[Items from a data source]:
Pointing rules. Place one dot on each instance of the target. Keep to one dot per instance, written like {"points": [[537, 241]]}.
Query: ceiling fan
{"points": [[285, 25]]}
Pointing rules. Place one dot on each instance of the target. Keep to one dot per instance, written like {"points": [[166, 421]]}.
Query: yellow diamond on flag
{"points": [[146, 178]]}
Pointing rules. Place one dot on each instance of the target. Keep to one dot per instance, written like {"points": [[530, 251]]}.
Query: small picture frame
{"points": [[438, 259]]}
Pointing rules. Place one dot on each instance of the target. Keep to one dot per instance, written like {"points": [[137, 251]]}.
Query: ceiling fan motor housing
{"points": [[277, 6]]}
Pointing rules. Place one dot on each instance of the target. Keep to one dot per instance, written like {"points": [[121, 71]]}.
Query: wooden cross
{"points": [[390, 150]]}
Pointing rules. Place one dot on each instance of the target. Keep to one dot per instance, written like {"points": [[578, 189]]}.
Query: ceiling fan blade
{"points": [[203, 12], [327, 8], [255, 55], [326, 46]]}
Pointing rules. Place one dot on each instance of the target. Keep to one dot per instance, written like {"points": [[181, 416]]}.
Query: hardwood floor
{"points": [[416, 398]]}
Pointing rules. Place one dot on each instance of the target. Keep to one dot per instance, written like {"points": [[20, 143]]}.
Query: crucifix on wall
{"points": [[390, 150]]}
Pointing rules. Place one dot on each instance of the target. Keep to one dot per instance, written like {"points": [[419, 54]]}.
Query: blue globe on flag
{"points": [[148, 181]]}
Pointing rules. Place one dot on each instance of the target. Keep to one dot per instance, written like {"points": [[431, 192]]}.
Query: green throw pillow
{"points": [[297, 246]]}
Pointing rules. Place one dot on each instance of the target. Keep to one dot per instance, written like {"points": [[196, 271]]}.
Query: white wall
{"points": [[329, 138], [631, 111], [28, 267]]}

[Your goal]: Send back every record, precisely as written.

[Exercise answer]:
Pointing rules. Place one dot on each instance of the target. Keep to one dot per instance, written like {"points": [[537, 241]]}.
Query: ceiling fan
{"points": [[285, 25]]}
Pointing rules. Place one dot on each instance of the target. Keep to one dot per instance, written like {"points": [[166, 421]]}.
Query: yellow diamond on flag
{"points": [[146, 178]]}
Pointing rules. Place one dot on each instance of the target. Keep to one dot per instance, written like {"points": [[530, 251]]}.
Query: small picture frame
{"points": [[438, 259]]}
Pointing rules. Place one dot on each instance of the target. Keep to one dot per instance, written like {"points": [[137, 251]]}.
Query: ceiling fan motor housing
{"points": [[277, 6]]}
Pointing rules. Place one dot on each instance of the target. Keep to one dot per instance, written like {"points": [[121, 71]]}.
Query: wooden cross
{"points": [[390, 150]]}
Pointing rules. Place one dot on each instance of the target. Keep to one dot per instance, written like {"points": [[578, 189]]}.
Query: ceiling fan blade
{"points": [[203, 12], [327, 8], [255, 55], [326, 46]]}
Pointing rules. Place one dot on each instance of the target. Keep to one dot per instance, written like {"points": [[181, 416]]}.
Query: hardwood floor
{"points": [[416, 398]]}
Pointing rules. Place one dot on each instance of the target. Keep to one dot per instance, written like {"points": [[20, 143]]}.
Query: crucifix on wall
{"points": [[390, 150]]}
Pointing rules. Place one dot on each instance of the target. Keep to one dot per instance, written like {"points": [[419, 54]]}.
Query: blue globe on flag
{"points": [[148, 181]]}
Pointing rules. Place one dot on each instance of the target. Keep to one dot per instance, written like {"points": [[431, 192]]}.
Query: green throw pillow
{"points": [[297, 246]]}
Pointing rules. Place one dot on each instance of the target. Keep to one dot per instance, written like {"points": [[196, 271]]}.
Query: white wall
{"points": [[329, 138], [631, 111], [28, 267]]}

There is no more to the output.